BEGIN

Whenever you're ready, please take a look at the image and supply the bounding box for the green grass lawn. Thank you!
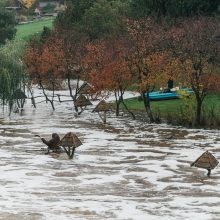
[15,18,54,40]
[123,93,220,116]
[123,97,185,115]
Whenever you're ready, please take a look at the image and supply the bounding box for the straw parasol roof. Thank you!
[92,100,112,112]
[59,132,82,148]
[12,89,27,99]
[75,95,92,107]
[78,83,94,95]
[191,150,219,170]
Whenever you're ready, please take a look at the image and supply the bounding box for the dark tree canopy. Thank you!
[129,0,220,18]
[0,9,17,45]
[82,0,126,39]
[55,0,126,39]
[55,0,96,29]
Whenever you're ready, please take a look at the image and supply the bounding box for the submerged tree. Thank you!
[168,17,220,125]
[84,37,135,119]
[24,35,64,110]
[24,29,88,112]
[55,29,88,112]
[127,18,166,122]
[0,40,26,113]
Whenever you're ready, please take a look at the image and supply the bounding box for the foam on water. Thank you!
[0,88,219,219]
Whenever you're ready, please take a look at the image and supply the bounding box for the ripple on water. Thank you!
[0,89,219,220]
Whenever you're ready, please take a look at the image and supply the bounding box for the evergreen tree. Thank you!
[55,0,126,39]
[0,9,16,45]
[82,0,126,39]
[129,0,220,18]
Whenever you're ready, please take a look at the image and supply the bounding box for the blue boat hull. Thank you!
[145,89,194,101]
[145,92,180,101]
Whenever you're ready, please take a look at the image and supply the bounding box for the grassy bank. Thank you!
[123,94,220,116]
[122,93,220,127]
[15,18,54,40]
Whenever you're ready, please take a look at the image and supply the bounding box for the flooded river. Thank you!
[0,89,219,220]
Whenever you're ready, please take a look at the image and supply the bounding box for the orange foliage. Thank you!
[24,36,65,87]
[167,17,220,96]
[127,18,166,93]
[84,38,133,94]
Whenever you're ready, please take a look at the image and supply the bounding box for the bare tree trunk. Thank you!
[27,85,36,108]
[114,91,120,117]
[118,88,135,119]
[39,81,55,110]
[121,101,136,119]
[98,112,107,124]
[116,101,120,117]
[74,74,80,112]
[192,72,204,126]
[195,94,203,126]
[103,111,107,124]
[143,91,155,123]
[67,73,78,113]
[70,147,76,159]
[67,74,74,100]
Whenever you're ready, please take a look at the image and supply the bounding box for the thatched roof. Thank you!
[78,83,94,95]
[59,132,82,148]
[12,89,27,99]
[75,95,92,107]
[92,100,112,112]
[191,151,219,170]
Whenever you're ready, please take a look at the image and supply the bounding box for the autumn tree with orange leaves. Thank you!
[167,17,220,125]
[24,36,64,110]
[84,37,135,119]
[55,29,88,112]
[127,18,166,122]
[24,29,88,112]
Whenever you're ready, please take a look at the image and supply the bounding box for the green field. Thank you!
[123,93,220,116]
[15,19,54,40]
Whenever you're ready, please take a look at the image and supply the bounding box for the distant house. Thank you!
[38,0,66,15]
[54,3,66,12]
[34,7,41,15]
[39,1,57,8]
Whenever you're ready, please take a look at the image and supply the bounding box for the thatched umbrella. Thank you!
[92,100,112,123]
[78,83,94,95]
[59,132,82,159]
[75,95,92,115]
[191,150,219,177]
[75,95,92,107]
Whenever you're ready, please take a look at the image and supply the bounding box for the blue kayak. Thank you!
[146,92,180,101]
[145,88,194,101]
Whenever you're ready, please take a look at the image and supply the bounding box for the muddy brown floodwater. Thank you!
[0,90,219,220]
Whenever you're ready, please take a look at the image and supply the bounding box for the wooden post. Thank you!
[98,112,107,124]
[70,147,76,159]
[103,111,107,124]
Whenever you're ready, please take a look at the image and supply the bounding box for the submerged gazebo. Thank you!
[191,150,219,177]
[92,100,112,124]
[75,95,92,115]
[78,82,94,95]
[59,132,82,159]
[75,95,92,107]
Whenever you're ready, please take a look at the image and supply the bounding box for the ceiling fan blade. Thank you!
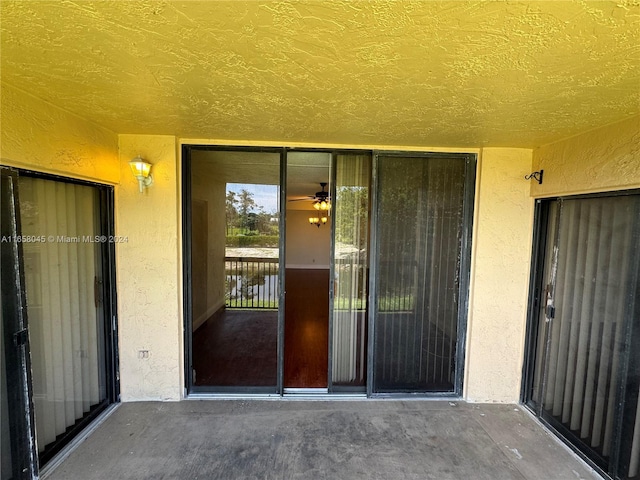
[287,197,314,202]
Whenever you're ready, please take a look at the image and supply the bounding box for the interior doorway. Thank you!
[284,151,372,393]
[282,151,372,392]
[284,151,332,389]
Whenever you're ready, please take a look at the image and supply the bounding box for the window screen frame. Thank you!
[367,151,476,398]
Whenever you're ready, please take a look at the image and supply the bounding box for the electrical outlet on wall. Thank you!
[138,350,149,359]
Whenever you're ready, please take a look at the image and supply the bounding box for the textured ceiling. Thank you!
[1,1,639,148]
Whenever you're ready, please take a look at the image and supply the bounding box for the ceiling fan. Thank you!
[288,182,331,210]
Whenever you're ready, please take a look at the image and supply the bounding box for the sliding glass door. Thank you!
[0,167,118,475]
[371,153,475,394]
[524,192,640,479]
[183,147,475,397]
[186,148,281,392]
[19,176,115,464]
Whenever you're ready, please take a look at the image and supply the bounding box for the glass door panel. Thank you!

END

» The problem: All of the entries must be reproduced exactly, with no pictures kept.

» Answer:
Whenever you're ready, please take a look at the image and supply the bounding box for the green grass lawn. Thank you!
[15,18,54,40]
[123,93,220,116]
[123,97,185,115]
Whenever you're ready, please take a look at the image and supply the bounding box for the straw parasol roof. Thank you!
[92,100,112,112]
[59,132,82,148]
[12,89,27,99]
[75,95,92,107]
[78,83,94,95]
[191,150,219,170]
Whenever you're ready, please take a look at the image and supply the bounding box for the dark tree canopy. Thank you!
[129,0,220,18]
[0,9,17,45]
[82,0,126,39]
[55,0,126,39]
[55,0,96,29]
Whenever you're ready, please take a look at the image and supply the bounding box for the submerged tree. Thank you!
[168,17,220,125]
[84,37,135,119]
[24,35,64,110]
[24,29,88,112]
[55,29,88,112]
[127,18,166,122]
[0,40,26,113]
Whenever you're ready, please take a look at the image and supply the bounding box for the foam on water. Thank you!
[0,88,219,219]
Whenever you're ready, please take a look at the image and supply the bounding box for the ripple on water. Thank you!
[0,89,219,220]
Whenever you're ready, please take a look at the image and supply the bounding box for the evergreen tree. Thank you!
[55,0,126,39]
[0,9,16,45]
[82,0,126,39]
[129,0,220,18]
Whenever you're ready, please take a look at the image and supply the bounding box for the blue boat hull. Thank you!
[145,89,194,101]
[145,92,180,101]
Whenever you're ready, please take a look at the image and supply the bounding box for the grassy bank. Thank you!
[123,94,220,116]
[122,93,220,127]
[15,18,54,40]
Whenever you're ready, please take a look at the image and supply the bounding box for the flooded river. Thank you!
[0,89,219,220]
Whenever you're ready, please take a look at the image and supply the bounding box for the orange foliage. Thank you!
[24,36,65,87]
[167,17,220,96]
[127,18,166,93]
[84,38,133,94]
Whenever you're ready, please take a look at the image and supply the bounding box for the bare tree trunk. Thank you!
[27,85,36,108]
[114,91,120,117]
[118,88,135,119]
[39,81,55,110]
[121,101,136,119]
[98,112,107,124]
[116,101,120,117]
[74,74,80,112]
[192,72,204,126]
[195,94,203,126]
[103,111,107,124]
[143,91,155,123]
[67,73,78,113]
[70,147,76,159]
[67,74,74,100]
Whenever you're ready, please take a look at the image and supply the bounding box for the thatched roof. Thank you!
[78,83,94,95]
[59,132,82,148]
[12,89,27,99]
[75,95,92,107]
[92,100,112,112]
[191,151,219,170]
Whenever you're ready, please take a look at the image and supply the bounding box for the autumn tree with orange leaves. Thank you!
[167,17,220,125]
[24,36,64,110]
[84,37,135,119]
[55,29,88,112]
[127,18,166,122]
[24,29,88,112]
Whenever you're ready, please take a look at the image and supply the bounding box for the green field. Thank you!
[123,93,220,116]
[15,19,54,40]
Whenever you're ready, please take a look at the image and supply the bounding box for the distant house. Thank you!
[38,0,66,15]
[54,3,66,12]
[34,7,41,15]
[39,1,57,8]
Whenever you're ready, please take a look at the image and supply the bounding box for the thatched umbrella. Thank you!
[92,100,112,123]
[78,83,94,95]
[59,132,82,159]
[75,95,92,115]
[191,150,219,177]
[75,95,92,107]
Whenever you're ready, please take a look at the image and supply the bounding box for the blue kayak. Thank you!
[146,92,180,101]
[145,88,194,101]
Whenever you're ready, please take a look at the image and supply the bounding box for the muddy brown floodwater. Thank you!
[0,90,219,220]
Whenever you're ready, please take a look at the image and supply the bounding box for the wooden post. Thank you!
[98,112,107,124]
[70,147,76,159]
[103,111,107,124]
Whenever you're ready, please take a look at the image and supply the bounding box for the submerged gazebo. Thank you!
[191,150,219,177]
[92,100,112,124]
[75,95,92,115]
[78,82,94,95]
[59,132,82,159]
[75,95,92,107]
Whenever you're ready, please take a look at the image and supply the bounding box for the ceiling fan blade. Thank you!
[287,197,314,202]
Whenever you're ready, please take a look at the image and supply the bounding box for the interior doorway. Thank you!
[284,151,372,393]
[282,151,372,392]
[284,151,332,389]
Whenever you're ready, please take a look at the image and supply the bounding box for the window screen frame. Thank you!
[367,151,476,398]
Whenever you're ready, please take a look at the image and supply the bounding box for the electrical outlet on wall. Thank you!
[138,350,149,359]
Whenever you're ready, please take a look at the image and supply the bounding box for the textured ceiling. Thank you!
[1,1,639,148]
Whenever you're ready, please take a look at the image and supply the bounding box for the ceiling fan. Thank you!
[288,182,331,210]
Whenever you're ready, please take a look at the image and supply the bounding box for the sliding glass door. Thank you!
[0,167,118,475]
[371,153,475,394]
[524,192,640,479]
[183,147,475,397]
[186,148,281,392]
[19,176,115,464]
Whenever you're ready, please take a look at the image and supply the bounding box for the glass door panel. Thank you!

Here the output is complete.